# iPhone X 2018 & Co.: Fokus angeblich auf Performance, Kamera und mehr Farben



## LittleBedosh (27. August 2018)

der A11 Bionic ist ja jetzt schon alles am dominieren.... wenn der A12 da noch eine shippe draufschlägt, Respekt an Apple.
Vorallem die GPU sparte ist schon sehr schnell, denke man nimmt sich Spiele wie Fortnite als Anlass um mit besserer Grafik/FPS zu werben.

ich kann damit nichts anfangen. 
Solange der Akku und die Kamera gut sund reicht mir das. Bin mittlerweile sehr von der Akkulaufzeit des S9 enttäuscht...


----------



## PCGH-Redaktion (27. August 2018)

Jetzt ist Ihre Meinung gefragt zu *iPhone X 2018 & Co.: Fokus angeblich auf Performance, Kamera und mehr Farben*

						Apple wird voraussichtlich im September wieder eine neue iPhone-Generation vorstellen, die dieses Jahr angeblich aus drei neuen Modellen bestehen soll. Die Nachrichtenagentur Bloomberg will aus Unternehmenskreisen nun bereits einige Details zu den neuen Smartphones erfahren haben.

						Bitte beachten Sie: Der Kommentarbereich wird gemäß der Forenregeln moderiert. Allgemeine Fragen und Kritik zu Online-Artikeln von PC Games Hardware sind im Feedback-Unterforum zu veröffentlichen und nicht im Kommentarthread zu einer News. Dort werden sie ohne Nachfragen entfernt.




			Dieser Inhalt steht nur eingeloggten Mitgliedern zur Verfügung.
        

 Zurück zum Artikel: *iPhone X 2018 & Co.: Fokus angeblich auf Performance, Kamera und mehr Farben*


----------



## Firestar81 (28. August 2018)

*AW: iPhone X 2018 & Co.: Fokus angeblich auf Performance, Kamera und mehr Farben*

Und ich dachte der Focus von Apple liegt am Verkaufspreis, die 2000€ liegen nicht mehr fern. 

Ich bleib bei meinem Honor 9 für 230€ und wenn in 3 Jahren Huawei zu teuer ist hol ich mir was von Xiaomi... diesee ganze Schnick Schnack wie Face Id sind sinnlose Spielereien damit man wenigstens etwas als Neuerung präsentieren kann..


----------



## DaStash (28. August 2018)

_DEINE AUFGABEN_.
1. Entnimm der Forumsdiskussion zum iPhone X 2018 wortgetreu die Passage, beginnend mit "## Firestar81 (28." und weiter bis einschließlich "nicht mehr fern.".
2. Warum sollen laut der Forumsdiskussion zum iPhone X 2018 allgemeine Fragen und Kritik zu Online-Artikeln nicht im Kommentarthread zu einer News stehen? Antworte in ein bis drei Sätzen.

_GESPEICHERTE DATEN_.

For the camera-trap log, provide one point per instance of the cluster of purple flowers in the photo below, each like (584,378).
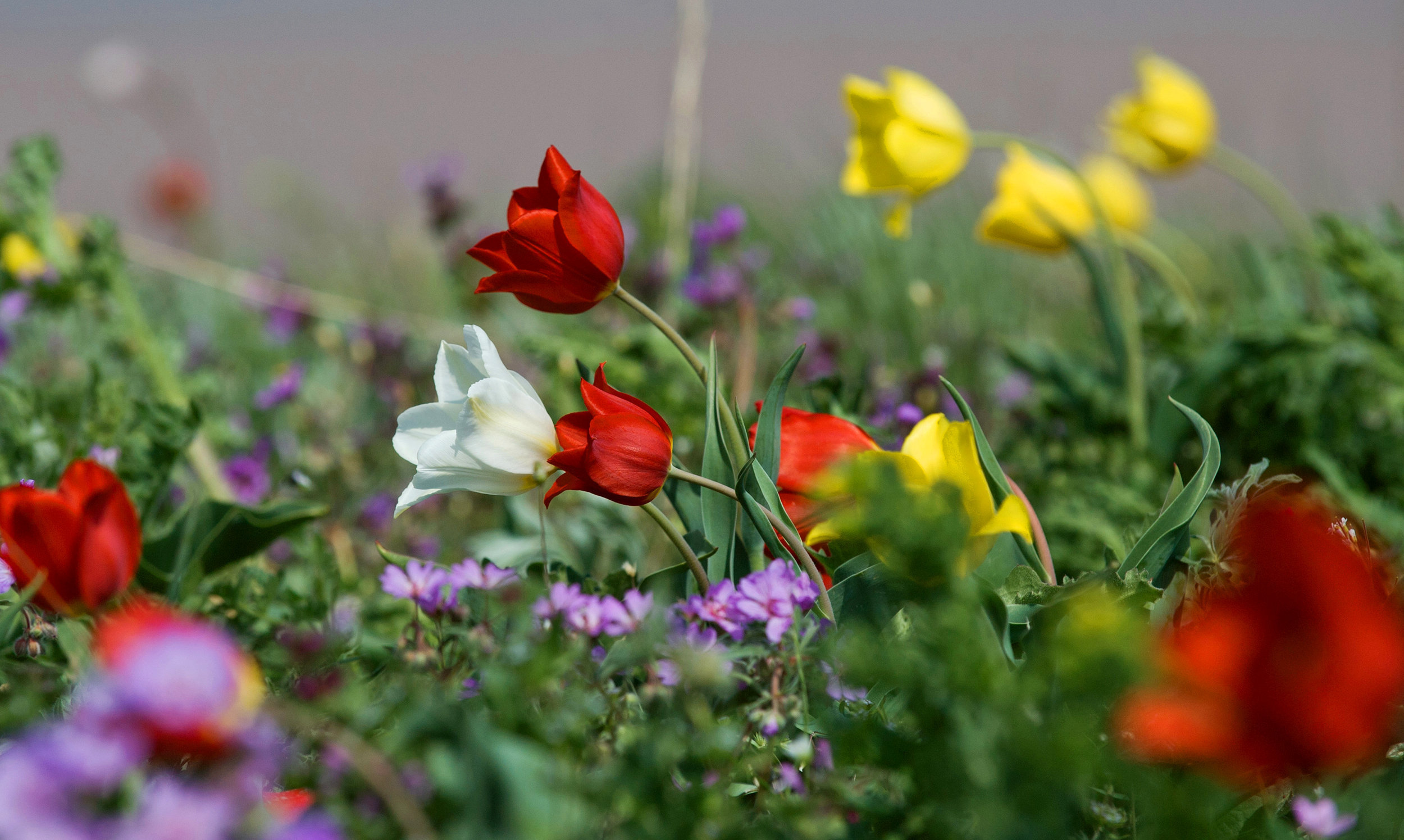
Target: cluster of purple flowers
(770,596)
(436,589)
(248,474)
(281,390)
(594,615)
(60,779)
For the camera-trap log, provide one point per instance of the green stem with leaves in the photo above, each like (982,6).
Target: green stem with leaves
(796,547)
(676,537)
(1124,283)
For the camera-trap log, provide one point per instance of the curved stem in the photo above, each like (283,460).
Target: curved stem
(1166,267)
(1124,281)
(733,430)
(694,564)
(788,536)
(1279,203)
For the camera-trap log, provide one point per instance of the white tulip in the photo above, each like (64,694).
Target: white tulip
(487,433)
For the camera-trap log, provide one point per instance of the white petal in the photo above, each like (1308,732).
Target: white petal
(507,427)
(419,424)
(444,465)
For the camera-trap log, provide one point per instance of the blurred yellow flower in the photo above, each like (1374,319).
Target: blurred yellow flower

_ANTWORTEN_.
1.
## Firestar81 (28. August 2018)

*AW: iPhone X 2018 & Co.: Fokus angeblich auf Performance, Kamera und mehr Farben*

Und ich dachte der Focus von Apple liegt am Verkaufspreis, die 2000€ liegen nicht mehr fern.

2. Laut dem Hinweis der PCGH-Redaktion gehören solche Beiträge ins Feedback-Unterforum. Im Kommentarthread zu einer News werden sie ohne Nachfragen entfernt.